:: Passage shown ::
Yes, but very few authors actually write HTTP servers.
> I'm not sure I understand your question. Authors deal with
> host-expressions the same way they deal with the HTTP Host header.
Authors generally don't have to author Host headers; the UA sends those.
They will, however, need to author host-expressions to actually use CSP.
>> Why not? Everything else a browser has lying around (e.g. document
>> locations) is IRIs. Are host-source expressions never compared to
>> document locations?
>
> In the end, the browser needs to translate IRIs into URIs for use in
> HTTP. Everything in CSP 1.0 is defined in terms of networking
> operations
OK, fair.
> Indeed, but that's outside the scope of CSP 1.0.
Yes, I understand that's your position. I just wish there were a way to make this stuff less of a footgun for authors...
> Actually, if your issue is with the WebKit implementation, you can
> just file a bug and I'll write a test in the course of fixing it.
https://bugs.webkit.org/show_bug.cgi?id=96061
Note that I haven't looked through the Gecko version carefully (because regexps); it may have similar problems.

:: Data shown ::

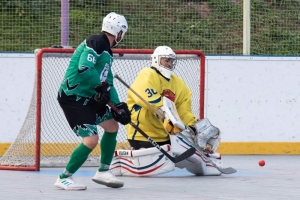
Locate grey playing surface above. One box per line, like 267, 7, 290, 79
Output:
0, 155, 300, 200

:: Work instructions ::
Repeat word for word the part of the CSP host-expressions discussion above that begins at the words "Yes, but very" and stops after "of CSP 1.0.".

:: Exercise output ::
Yes, but very few authors actually write HTTP servers.
> I'm not sure I understand your question. Authors deal with
> host-expressions the same way they deal with the HTTP Host header.
Authors generally don't have to author Host headers; the UA sends those.
They will, however, need to author host-expressions to actually use CSP.
>> Why not? Everything else a browser has lying around (e.g. document
>> locations) is IRIs. Are host-source expressions never compared to
>> document locations?
>
> In the end, the browser needs to translate IRIs into URIs for use in
> HTTP. Everything in CSP 1.0 is defined in terms of networking
> operations
OK, fair.
> Indeed, but that's outside the scope of CSP 1.0.